Natural-language object grounding data:
────────────────
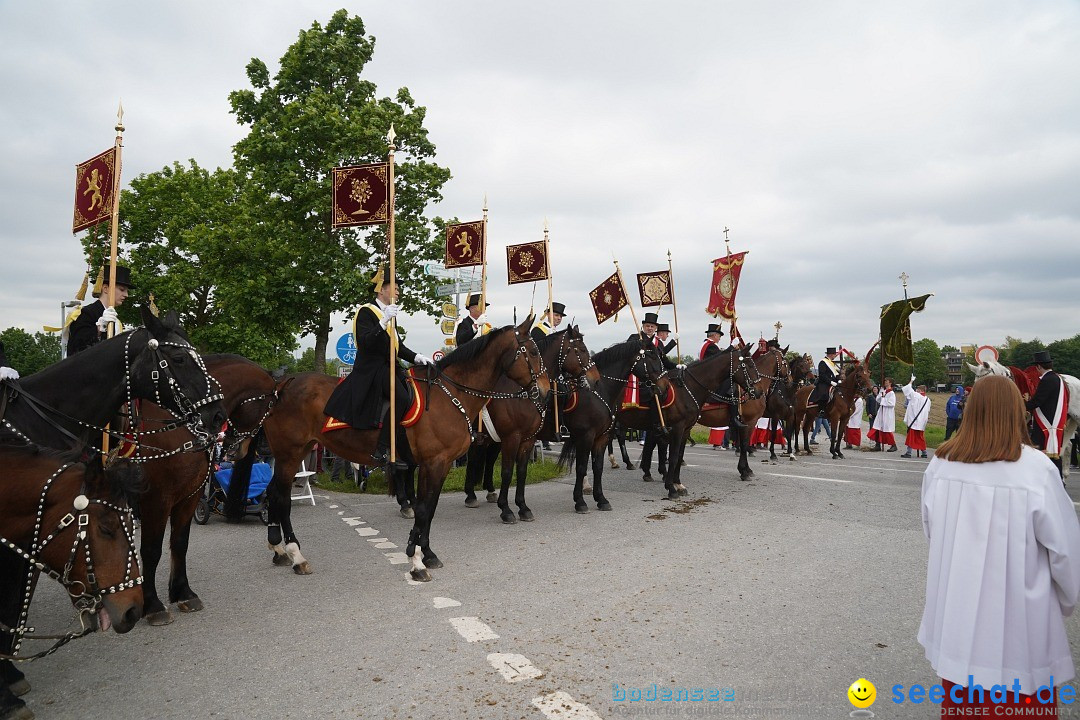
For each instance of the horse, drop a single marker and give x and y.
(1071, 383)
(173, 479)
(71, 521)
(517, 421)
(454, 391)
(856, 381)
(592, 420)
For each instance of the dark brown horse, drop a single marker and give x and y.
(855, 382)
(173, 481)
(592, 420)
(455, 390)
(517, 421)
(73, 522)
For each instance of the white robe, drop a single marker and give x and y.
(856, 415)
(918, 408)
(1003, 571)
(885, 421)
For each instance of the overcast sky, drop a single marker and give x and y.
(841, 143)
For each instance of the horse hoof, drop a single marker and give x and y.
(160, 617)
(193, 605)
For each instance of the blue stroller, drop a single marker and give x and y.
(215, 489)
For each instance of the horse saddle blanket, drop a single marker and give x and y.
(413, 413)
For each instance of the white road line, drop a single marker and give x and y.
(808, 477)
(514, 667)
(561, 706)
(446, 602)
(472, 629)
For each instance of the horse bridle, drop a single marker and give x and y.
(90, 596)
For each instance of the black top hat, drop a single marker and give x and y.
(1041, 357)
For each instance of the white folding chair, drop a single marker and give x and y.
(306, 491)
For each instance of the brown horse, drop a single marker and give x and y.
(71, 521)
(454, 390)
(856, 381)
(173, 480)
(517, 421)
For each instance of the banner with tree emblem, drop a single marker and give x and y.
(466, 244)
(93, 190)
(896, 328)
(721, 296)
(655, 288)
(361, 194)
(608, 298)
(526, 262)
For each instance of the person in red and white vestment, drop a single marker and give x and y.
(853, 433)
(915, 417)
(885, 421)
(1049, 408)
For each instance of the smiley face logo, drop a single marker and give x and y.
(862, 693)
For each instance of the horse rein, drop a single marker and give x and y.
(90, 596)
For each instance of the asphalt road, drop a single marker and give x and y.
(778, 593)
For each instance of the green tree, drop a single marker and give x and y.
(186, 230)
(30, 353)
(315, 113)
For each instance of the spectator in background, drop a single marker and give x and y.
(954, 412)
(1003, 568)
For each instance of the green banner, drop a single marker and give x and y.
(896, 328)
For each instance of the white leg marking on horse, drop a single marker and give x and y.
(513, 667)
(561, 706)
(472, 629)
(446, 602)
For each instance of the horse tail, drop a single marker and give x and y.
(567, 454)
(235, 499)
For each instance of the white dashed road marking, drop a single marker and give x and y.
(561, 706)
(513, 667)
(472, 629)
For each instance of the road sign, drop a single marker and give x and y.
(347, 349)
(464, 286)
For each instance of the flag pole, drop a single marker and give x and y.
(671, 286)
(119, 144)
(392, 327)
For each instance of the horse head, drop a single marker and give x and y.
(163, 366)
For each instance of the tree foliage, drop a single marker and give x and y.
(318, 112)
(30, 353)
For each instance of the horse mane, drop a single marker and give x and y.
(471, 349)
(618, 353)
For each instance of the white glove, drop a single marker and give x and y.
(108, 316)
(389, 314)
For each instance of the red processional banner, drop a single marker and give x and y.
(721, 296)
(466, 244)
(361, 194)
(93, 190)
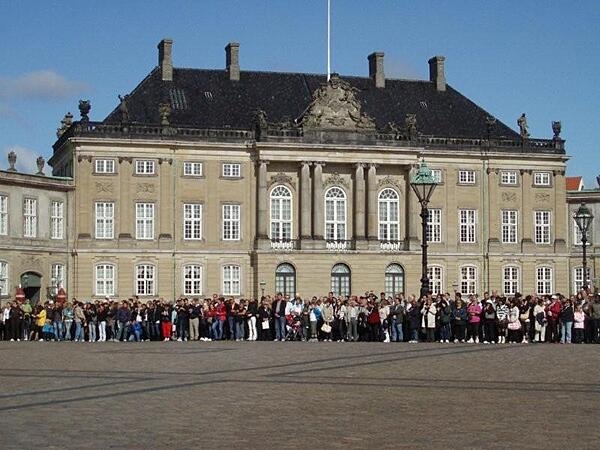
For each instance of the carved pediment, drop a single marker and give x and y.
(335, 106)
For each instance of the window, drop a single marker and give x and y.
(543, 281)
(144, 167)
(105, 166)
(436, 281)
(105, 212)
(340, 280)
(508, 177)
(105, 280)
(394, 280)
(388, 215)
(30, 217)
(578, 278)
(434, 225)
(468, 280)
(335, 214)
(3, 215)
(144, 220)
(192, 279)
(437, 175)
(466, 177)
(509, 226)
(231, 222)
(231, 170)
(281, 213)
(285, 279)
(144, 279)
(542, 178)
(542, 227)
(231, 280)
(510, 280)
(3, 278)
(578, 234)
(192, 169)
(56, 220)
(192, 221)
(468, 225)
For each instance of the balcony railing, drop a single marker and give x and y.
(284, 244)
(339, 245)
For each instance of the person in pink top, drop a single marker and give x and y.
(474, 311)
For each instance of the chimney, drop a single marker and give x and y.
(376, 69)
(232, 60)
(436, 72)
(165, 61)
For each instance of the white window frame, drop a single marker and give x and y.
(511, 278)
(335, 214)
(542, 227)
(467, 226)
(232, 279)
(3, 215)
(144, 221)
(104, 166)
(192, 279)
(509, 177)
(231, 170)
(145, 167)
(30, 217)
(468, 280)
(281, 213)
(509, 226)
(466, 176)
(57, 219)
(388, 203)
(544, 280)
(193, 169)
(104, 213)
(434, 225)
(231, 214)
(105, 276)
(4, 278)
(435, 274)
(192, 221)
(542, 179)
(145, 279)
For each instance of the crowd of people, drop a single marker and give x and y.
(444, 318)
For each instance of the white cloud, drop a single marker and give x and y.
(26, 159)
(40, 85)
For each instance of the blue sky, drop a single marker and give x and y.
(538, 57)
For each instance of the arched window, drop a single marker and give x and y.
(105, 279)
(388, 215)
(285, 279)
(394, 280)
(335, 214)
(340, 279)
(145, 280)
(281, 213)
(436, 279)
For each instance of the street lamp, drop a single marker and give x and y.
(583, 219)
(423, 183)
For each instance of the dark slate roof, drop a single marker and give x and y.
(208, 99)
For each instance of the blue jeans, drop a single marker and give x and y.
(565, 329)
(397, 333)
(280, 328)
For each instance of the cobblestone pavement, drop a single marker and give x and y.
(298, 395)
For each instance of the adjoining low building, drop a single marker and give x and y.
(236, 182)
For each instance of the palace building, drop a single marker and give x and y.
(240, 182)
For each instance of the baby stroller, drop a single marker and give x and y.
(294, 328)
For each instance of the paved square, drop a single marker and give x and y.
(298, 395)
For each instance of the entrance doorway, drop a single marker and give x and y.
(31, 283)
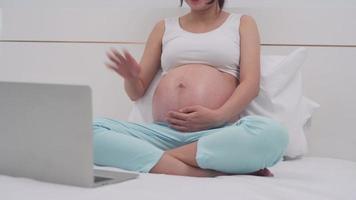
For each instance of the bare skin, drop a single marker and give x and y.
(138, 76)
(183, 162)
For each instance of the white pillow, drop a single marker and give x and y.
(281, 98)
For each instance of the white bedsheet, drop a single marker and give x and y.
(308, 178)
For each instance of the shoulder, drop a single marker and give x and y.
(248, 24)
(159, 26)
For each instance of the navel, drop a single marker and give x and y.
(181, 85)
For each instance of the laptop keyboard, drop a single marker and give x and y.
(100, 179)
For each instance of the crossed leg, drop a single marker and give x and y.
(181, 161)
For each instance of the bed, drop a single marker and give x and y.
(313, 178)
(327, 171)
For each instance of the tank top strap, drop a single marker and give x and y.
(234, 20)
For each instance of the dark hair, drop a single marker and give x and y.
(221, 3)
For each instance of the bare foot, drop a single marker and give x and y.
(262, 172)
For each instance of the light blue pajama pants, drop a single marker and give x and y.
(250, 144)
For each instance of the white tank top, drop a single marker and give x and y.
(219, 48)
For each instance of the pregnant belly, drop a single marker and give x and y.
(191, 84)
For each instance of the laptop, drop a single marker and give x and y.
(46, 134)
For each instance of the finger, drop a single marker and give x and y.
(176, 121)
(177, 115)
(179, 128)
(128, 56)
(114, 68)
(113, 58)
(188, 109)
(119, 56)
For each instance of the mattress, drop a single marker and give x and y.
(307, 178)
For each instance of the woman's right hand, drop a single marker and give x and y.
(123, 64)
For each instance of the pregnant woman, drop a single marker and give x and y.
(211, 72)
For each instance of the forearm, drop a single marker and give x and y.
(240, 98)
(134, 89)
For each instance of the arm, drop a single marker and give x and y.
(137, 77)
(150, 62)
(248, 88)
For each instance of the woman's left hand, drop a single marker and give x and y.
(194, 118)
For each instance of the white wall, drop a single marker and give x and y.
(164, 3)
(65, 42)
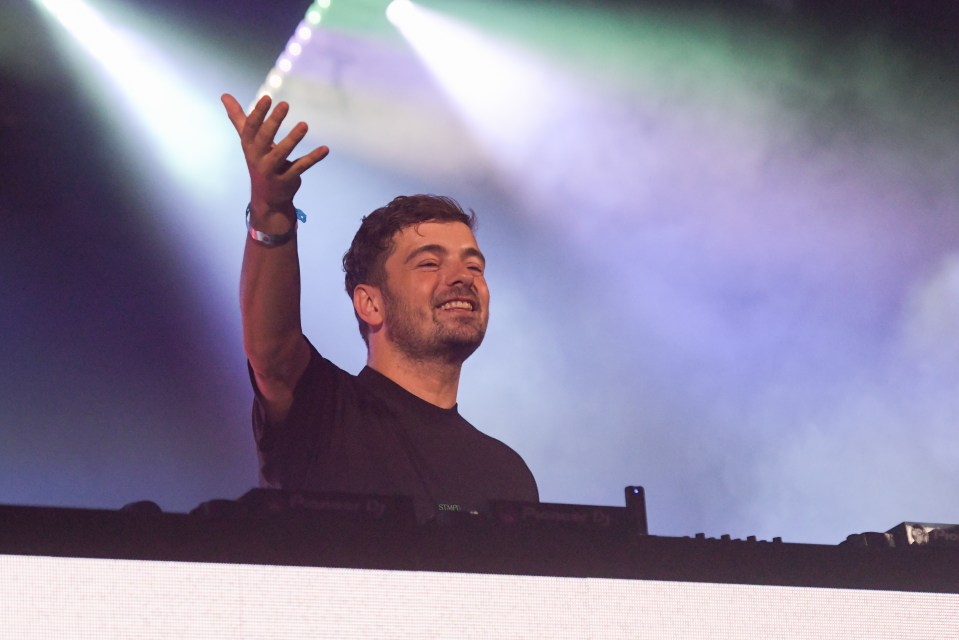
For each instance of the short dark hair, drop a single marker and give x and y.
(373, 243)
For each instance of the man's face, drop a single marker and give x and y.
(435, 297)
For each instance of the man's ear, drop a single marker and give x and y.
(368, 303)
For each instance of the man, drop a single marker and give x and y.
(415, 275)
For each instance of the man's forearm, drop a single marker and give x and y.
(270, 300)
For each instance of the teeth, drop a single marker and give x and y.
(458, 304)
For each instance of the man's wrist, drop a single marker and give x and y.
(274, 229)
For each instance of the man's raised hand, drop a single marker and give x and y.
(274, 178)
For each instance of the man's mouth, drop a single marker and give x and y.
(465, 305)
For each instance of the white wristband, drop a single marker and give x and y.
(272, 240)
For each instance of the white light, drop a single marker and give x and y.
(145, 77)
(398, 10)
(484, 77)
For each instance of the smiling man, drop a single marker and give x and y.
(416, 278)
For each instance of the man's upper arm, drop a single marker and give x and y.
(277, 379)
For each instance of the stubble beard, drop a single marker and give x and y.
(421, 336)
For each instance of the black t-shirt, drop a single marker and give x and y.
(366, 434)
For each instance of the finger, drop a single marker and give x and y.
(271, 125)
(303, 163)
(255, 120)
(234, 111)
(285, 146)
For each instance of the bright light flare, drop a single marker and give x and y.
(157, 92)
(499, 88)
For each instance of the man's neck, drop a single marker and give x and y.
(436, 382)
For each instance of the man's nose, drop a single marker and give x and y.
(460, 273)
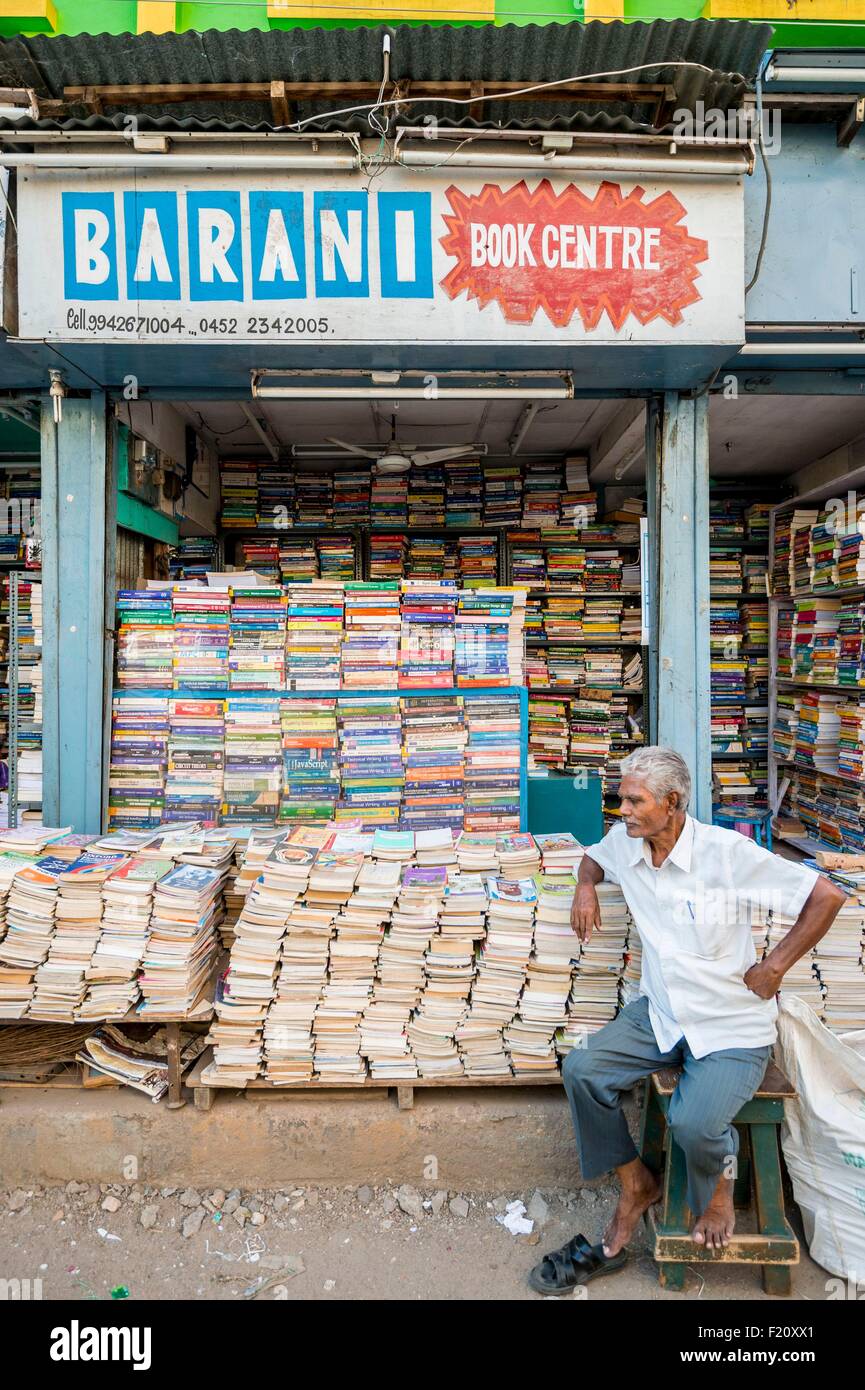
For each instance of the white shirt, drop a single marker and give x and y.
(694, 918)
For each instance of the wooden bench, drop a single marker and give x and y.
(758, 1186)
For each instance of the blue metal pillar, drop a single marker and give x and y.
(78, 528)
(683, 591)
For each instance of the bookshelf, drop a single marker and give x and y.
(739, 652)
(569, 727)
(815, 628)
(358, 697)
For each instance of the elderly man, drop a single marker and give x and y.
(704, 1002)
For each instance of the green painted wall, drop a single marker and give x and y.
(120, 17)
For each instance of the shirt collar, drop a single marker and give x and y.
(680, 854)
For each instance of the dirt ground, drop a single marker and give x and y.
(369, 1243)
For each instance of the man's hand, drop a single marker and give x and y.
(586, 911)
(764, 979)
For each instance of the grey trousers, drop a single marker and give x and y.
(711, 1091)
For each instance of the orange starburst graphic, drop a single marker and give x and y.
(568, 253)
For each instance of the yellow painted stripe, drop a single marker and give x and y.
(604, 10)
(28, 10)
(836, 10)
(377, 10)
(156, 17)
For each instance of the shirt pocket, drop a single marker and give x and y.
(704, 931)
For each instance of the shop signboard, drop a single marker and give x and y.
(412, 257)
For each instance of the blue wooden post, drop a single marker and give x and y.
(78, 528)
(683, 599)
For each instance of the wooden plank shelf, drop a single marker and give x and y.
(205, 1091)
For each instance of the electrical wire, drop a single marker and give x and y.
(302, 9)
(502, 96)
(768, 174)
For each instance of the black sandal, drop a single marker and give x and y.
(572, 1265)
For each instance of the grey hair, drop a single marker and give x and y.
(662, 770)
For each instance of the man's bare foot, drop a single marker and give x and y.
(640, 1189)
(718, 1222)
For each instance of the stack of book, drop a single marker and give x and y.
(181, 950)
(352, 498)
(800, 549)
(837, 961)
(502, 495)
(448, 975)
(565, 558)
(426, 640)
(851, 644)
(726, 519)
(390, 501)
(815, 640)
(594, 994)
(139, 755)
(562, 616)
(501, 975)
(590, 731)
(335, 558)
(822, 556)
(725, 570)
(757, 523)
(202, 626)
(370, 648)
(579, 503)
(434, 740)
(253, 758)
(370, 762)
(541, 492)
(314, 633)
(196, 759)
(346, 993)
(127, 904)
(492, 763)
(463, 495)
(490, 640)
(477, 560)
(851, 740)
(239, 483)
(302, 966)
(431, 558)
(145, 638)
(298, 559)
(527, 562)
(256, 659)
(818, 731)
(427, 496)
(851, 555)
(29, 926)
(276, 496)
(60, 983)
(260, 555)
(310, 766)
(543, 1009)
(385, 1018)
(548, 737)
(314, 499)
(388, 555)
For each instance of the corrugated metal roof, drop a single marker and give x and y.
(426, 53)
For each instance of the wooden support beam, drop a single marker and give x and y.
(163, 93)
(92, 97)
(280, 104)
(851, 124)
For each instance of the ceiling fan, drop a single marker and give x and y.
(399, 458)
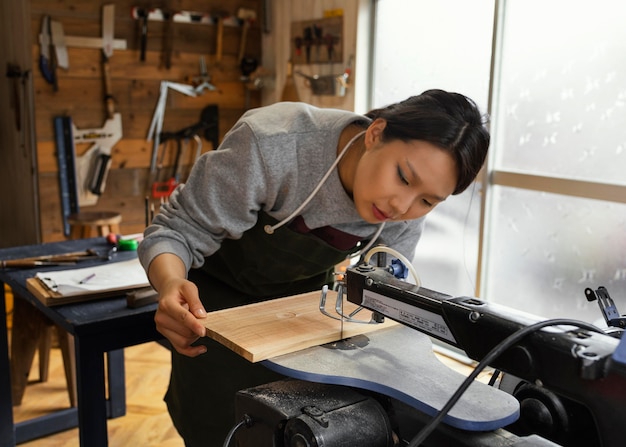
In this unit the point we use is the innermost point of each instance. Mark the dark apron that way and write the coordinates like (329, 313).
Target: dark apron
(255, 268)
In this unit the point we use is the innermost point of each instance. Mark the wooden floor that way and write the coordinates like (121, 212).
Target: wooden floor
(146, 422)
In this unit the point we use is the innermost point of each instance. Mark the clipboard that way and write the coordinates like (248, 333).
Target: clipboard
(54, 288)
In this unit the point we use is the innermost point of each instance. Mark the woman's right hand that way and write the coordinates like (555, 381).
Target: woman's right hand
────────────────
__Problem to solve__
State only the count of lines above that hold the string "point".

__Answer to this exercise__
4